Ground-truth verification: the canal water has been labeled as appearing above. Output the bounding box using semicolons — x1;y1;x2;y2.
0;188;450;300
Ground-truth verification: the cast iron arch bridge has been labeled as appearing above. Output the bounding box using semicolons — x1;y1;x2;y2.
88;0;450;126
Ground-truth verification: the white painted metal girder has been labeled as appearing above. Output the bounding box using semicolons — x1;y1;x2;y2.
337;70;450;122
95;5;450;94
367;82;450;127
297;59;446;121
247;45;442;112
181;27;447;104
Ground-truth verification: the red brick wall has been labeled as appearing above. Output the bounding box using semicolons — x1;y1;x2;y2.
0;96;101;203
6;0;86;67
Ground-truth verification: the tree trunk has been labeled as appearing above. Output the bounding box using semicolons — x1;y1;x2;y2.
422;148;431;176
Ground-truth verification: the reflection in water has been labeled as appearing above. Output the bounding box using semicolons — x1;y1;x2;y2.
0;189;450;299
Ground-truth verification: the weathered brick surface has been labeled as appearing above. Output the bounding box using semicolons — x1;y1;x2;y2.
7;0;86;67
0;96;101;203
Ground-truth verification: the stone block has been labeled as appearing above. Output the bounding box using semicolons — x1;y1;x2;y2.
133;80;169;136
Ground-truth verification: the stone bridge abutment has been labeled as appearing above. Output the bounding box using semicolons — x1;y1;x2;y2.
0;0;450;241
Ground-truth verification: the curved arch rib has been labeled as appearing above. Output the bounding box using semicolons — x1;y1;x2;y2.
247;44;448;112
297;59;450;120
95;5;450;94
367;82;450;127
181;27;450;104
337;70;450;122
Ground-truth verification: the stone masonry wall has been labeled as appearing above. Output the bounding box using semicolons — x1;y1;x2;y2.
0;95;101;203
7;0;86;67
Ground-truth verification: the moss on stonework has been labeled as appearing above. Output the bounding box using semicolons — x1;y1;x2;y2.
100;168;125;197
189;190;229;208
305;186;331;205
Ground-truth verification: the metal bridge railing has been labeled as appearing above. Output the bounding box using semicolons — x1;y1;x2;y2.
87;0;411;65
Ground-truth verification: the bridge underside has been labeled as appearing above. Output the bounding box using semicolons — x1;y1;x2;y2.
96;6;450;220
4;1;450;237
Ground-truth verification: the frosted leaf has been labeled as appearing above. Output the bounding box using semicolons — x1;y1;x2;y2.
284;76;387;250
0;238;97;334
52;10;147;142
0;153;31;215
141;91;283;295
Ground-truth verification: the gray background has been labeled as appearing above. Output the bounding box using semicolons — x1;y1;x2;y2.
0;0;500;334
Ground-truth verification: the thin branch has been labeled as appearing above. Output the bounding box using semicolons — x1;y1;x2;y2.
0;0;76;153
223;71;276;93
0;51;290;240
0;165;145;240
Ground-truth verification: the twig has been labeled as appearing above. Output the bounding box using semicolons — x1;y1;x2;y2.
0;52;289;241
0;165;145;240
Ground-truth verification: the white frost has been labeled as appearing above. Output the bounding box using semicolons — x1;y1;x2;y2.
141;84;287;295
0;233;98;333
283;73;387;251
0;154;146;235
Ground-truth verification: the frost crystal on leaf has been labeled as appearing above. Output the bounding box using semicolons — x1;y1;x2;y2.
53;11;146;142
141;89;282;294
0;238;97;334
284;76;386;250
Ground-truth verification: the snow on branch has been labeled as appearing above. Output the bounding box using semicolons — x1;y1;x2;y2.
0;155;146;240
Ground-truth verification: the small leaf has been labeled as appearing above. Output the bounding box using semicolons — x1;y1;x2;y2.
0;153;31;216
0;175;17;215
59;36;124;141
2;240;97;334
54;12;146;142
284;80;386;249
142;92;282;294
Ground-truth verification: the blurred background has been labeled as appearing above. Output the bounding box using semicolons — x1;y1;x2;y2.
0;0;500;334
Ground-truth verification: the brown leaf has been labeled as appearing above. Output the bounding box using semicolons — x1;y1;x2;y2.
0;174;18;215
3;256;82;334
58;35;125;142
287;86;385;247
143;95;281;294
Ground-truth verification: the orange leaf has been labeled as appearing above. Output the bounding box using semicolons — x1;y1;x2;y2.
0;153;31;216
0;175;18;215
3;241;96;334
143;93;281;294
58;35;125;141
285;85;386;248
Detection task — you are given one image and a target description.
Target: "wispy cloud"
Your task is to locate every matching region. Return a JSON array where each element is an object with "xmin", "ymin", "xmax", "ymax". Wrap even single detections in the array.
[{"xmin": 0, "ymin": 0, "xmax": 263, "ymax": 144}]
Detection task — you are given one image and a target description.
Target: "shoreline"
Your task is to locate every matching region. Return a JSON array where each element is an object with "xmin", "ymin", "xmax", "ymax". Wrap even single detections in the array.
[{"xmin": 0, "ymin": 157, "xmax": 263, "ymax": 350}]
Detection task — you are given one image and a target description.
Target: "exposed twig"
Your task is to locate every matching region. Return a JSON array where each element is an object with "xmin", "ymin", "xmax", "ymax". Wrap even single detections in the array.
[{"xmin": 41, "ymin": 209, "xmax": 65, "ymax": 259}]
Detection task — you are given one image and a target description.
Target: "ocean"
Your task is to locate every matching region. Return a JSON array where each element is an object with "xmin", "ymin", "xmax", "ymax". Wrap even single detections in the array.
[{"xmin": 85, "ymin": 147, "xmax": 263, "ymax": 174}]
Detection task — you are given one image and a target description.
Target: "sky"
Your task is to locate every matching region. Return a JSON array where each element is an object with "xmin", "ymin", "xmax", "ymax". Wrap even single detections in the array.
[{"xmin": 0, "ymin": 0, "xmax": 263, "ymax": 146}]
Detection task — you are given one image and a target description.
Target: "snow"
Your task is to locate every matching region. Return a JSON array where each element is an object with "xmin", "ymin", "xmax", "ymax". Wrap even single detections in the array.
────
* _TASK REQUIREMENTS_
Turn every line of the records above into a numbered list, leaving out any blank lines.

* _RESPONSE FOR THIS EXERCISE_
1. Ground-truth verification: the canal water has been labeled as appearing above. Output the bounding box using semicolons — x1;y1;x2;y2.
2. 0;188;450;300
3. Ground-truth verification: the cast iron arch bridge has been labeled as appearing above. Output the bounding box using semicolons — x1;y1;x2;y2.
4. 88;0;450;126
5. Ground-truth verification: the white painted metal girder has been labeled as appearing above. Output the bounding box using semicolons — x1;y1;x2;y2.
6. 337;70;450;122
7. 95;5;450;94
8. 367;82;450;127
9. 297;59;446;121
10. 247;45;442;112
11. 181;27;447;104
12. Ground-truth verification: the red brick wall has been labeled as appearing above. Output the bounding box using semicolons — x1;y1;x2;y2.
13. 0;96;101;203
14. 6;0;86;67
15. Ground-truth verification: the tree trunk has been labeled as appearing above. Output the bounding box using semicolons — x1;y1;x2;y2.
16. 422;148;431;176
17. Ground-truth verification: the reflection in water has been labeled as appearing above. Output the bounding box using semicolons — x1;y1;x2;y2.
18. 0;189;450;299
19. Ground-truth verification: the weathered brick surface has been labeled as appearing above. Output the bounding box using semicolons — x1;y1;x2;y2.
20. 7;0;86;67
21. 0;96;101;203
22. Ground-truth verification: the stone block has been labeled as appearing above. Output the bounding box using semicolons — x1;y1;x2;y2.
23. 133;80;169;136
24. Ground-truth verification: the stone bridge abutment has been labeled as appearing above. Output the bounding box using semicolons — x1;y1;x2;y2.
25. 0;0;450;241
26. Ground-truth verification: the curved arch rib has been labeled as appearing above. Output the bounding box using semicolons — x1;y1;x2;y2.
27. 247;44;448;112
28. 297;59;450;120
29. 95;5;450;94
30. 367;82;450;127
31. 181;27;450;104
32. 337;70;450;122
33. Ground-truth verification: the stone masonry wall has been labeled as appearing above. Output the bounding box using semicolons — x1;y1;x2;y2.
34. 0;95;101;203
35. 7;0;86;67
36. Ground-truth verification: the moss on stonework has been labeled as appearing above. Output the bounding box using semicolons — x1;y1;x2;y2.
37. 100;168;125;197
38. 189;190;229;208
39. 305;186;331;205
40. Ground-truth verification: the metal bridge railing has been labeled as appearing above. Output the bounding box using semicolons — x1;y1;x2;y2.
41. 87;0;411;65
42. Ground-truth verification: the bridge underside has been labeled as appearing above. Output the bounding box using semicolons — x1;y1;x2;y2.
43. 96;6;450;220
44. 4;1;450;237
45. Ground-truth verification: the frosted leaf has been labeled as appearing above. Output the bounding box using semicolons — x1;y1;x2;y2.
46. 284;76;387;250
47. 0;238;97;334
48. 52;10;147;142
49. 0;153;31;215
50. 141;91;283;295
51. Ground-truth verification: the gray background has been labeled as appearing above. Output the bounding box using semicolons — x1;y1;x2;y2.
52. 0;0;500;334
53. Ground-truth verification: the thin branch has been labeled as appearing above. Output the bounding box using semicolons — x1;y1;x2;y2.
54. 0;0;76;153
55. 223;71;276;93
56. 0;51;290;240
57. 0;165;145;240
58. Ground-truth verification: the twig has been labeled as appearing above. Output the bounding box using semicolons — x1;y1;x2;y2.
59. 0;52;289;241
60. 0;165;145;240
61. Ground-truth verification: the white frost has been labeled as appearing above. Output the bounding box using semicolons — x1;y1;x2;y2.
62. 141;84;287;295
63. 0;233;98;333
64. 283;73;387;251
65. 0;154;146;235
66. Ground-truth verification: the frost crystal on leaf has been labeled as appearing above. Output the bounding box using semicolons — x1;y1;x2;y2.
67. 53;11;146;142
68. 141;89;282;294
69. 0;238;97;334
70. 284;76;386;250
71. Ground-truth verification: the snow on branch has been labeled as appearing above. Output the bounding box using semicolons — x1;y1;x2;y2.
72. 0;155;146;240
73. Ground-truth verification: the small leaf has been labeled as appearing above. Output the bounding box using semicolons — x1;y1;x2;y2.
74. 0;153;31;216
75. 0;175;17;215
76. 59;36;124;141
77. 2;240;97;334
78. 54;12;146;142
79. 284;80;386;249
80. 142;92;282;294
81. Ground-truth verification: the blurred background has been labeled as appearing above. Output the bounding box using semicolons — x1;y1;x2;y2.
82. 0;0;500;334
83. Ground-truth verification: the brown leaf has been labeled as appearing above. Output the bounding box using semicolons — x1;y1;x2;y2.
84. 0;174;18;215
85. 3;256;82;334
86. 58;35;125;142
87. 287;86;385;247
88. 143;95;281;294
89. Ground-truth verification: the orange leaf has been labeled as appearing above. Output the bounding box using semicolons — x1;y1;x2;y2.
90. 0;153;31;216
91. 0;175;18;215
92. 3;241;96;334
93. 143;93;281;294
94. 58;35;125;141
95. 285;85;386;248
96. Detection task — you are given one image and a target description.
97. Target: "wispy cloud"
98. Your task is to locate every matching region. Return a JSON array where each element is an object with "xmin", "ymin", "xmax", "ymax". Wrap even single detections in the array.
99. [{"xmin": 0, "ymin": 0, "xmax": 263, "ymax": 144}]
100. Detection task — you are given one image and a target description.
101. Target: "shoreline"
102. Your task is to locate every matching region. Return a JSON array where each element is an object with "xmin", "ymin", "xmax", "ymax". Wrap even single detections in the array.
103. [{"xmin": 0, "ymin": 157, "xmax": 263, "ymax": 350}]
104. Detection task — you are given one image and a target description.
105. Target: "exposed twig"
106. Your task is to locate every matching region. Return a JSON array where each element is an object with "xmin", "ymin", "xmax", "ymax". Wrap even single detections in the array.
107. [{"xmin": 41, "ymin": 209, "xmax": 65, "ymax": 259}]
108. Detection task — you are given one image and a target description.
109. Target: "ocean"
110. Your task is to locate every matching region. Return a JSON array where each element is an object with "xmin", "ymin", "xmax", "ymax". Wrap even single detections in the array.
111. [{"xmin": 85, "ymin": 147, "xmax": 263, "ymax": 174}]
112. Detection task — you are given one image and a target description.
113. Target: "sky"
114. Your task is to locate every matching region. Return a JSON array where each element is an object with "xmin", "ymin", "xmax", "ymax". Wrap even single detections in the array.
115. [{"xmin": 0, "ymin": 0, "xmax": 263, "ymax": 146}]
116. Detection task — you are given one image and a target description.
117. Target: "snow"
118. Your task is to locate every matching region. Return a JSON array where each element is an object with "xmin", "ymin", "xmax", "ymax". Wrap even single detections in the array.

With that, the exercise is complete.